All lines from the start of the listing below through the line containing "woman's hand" are to be written out again exactly, and no others.

-- -- --

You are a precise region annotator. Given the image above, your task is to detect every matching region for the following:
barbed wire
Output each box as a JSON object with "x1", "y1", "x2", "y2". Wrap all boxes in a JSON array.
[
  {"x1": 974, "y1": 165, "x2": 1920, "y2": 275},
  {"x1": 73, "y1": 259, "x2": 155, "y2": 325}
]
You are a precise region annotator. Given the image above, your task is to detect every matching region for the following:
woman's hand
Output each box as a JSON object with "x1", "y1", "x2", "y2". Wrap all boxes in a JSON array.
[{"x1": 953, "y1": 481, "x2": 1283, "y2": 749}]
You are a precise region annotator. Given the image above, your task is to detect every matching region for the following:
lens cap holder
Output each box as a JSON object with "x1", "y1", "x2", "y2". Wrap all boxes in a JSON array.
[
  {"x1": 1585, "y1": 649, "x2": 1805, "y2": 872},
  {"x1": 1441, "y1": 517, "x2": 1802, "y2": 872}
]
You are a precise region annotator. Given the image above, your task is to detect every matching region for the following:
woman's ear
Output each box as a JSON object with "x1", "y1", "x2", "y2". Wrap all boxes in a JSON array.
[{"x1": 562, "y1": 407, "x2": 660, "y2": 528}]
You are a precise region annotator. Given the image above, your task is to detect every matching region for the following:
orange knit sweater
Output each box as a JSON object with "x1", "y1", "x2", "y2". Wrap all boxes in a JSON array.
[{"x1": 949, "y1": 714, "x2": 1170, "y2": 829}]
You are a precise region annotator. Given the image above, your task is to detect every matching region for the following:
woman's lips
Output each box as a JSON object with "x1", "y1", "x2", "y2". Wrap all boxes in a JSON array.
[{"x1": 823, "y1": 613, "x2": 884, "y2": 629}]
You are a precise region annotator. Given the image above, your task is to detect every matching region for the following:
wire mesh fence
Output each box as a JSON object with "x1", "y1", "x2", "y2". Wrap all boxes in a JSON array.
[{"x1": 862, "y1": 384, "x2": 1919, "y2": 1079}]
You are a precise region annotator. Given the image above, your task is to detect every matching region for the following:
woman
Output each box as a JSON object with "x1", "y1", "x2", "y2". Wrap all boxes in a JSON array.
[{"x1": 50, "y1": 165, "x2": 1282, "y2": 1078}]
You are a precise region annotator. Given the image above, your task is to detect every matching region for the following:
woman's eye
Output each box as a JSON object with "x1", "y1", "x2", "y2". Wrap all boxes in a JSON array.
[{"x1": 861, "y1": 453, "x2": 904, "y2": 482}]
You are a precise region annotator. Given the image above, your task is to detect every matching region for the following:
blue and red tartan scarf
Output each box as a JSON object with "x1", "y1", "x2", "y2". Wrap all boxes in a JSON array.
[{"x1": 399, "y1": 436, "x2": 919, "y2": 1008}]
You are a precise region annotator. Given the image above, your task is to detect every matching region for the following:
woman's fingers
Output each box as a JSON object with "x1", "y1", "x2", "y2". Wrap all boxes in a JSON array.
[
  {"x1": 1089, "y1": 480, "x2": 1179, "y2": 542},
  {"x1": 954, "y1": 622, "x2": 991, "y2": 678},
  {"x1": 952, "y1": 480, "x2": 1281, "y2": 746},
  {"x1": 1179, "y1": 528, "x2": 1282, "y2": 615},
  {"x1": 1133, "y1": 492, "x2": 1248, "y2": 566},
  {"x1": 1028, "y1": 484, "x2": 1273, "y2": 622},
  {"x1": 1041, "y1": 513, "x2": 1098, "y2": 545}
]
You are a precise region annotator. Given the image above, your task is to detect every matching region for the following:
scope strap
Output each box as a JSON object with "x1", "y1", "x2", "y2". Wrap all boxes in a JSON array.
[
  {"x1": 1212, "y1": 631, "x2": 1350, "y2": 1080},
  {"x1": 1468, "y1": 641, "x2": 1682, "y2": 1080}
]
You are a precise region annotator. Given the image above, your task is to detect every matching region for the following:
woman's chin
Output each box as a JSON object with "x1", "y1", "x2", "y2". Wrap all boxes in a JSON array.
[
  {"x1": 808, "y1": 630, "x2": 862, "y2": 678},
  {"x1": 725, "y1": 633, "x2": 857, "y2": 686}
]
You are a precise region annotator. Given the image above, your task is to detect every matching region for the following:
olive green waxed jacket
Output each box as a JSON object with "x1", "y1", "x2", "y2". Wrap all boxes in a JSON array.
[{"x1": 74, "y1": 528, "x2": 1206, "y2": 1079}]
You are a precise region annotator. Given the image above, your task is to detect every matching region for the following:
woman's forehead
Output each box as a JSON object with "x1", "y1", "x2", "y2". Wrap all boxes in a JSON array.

-- -- --

(YOUR RESPONSE)
You are a precise region annotator. Given the image above, your task is to detect every matching region for the following:
barbed wire
Output each box as a JSON object with "x1", "y1", "x2", "y2". Wrap all boxes in a JSON array.
[
  {"x1": 974, "y1": 165, "x2": 1920, "y2": 275},
  {"x1": 73, "y1": 259, "x2": 155, "y2": 325}
]
You are a precise region annotator. Given the image above, your task is to detect every matching region for the following:
woman's hand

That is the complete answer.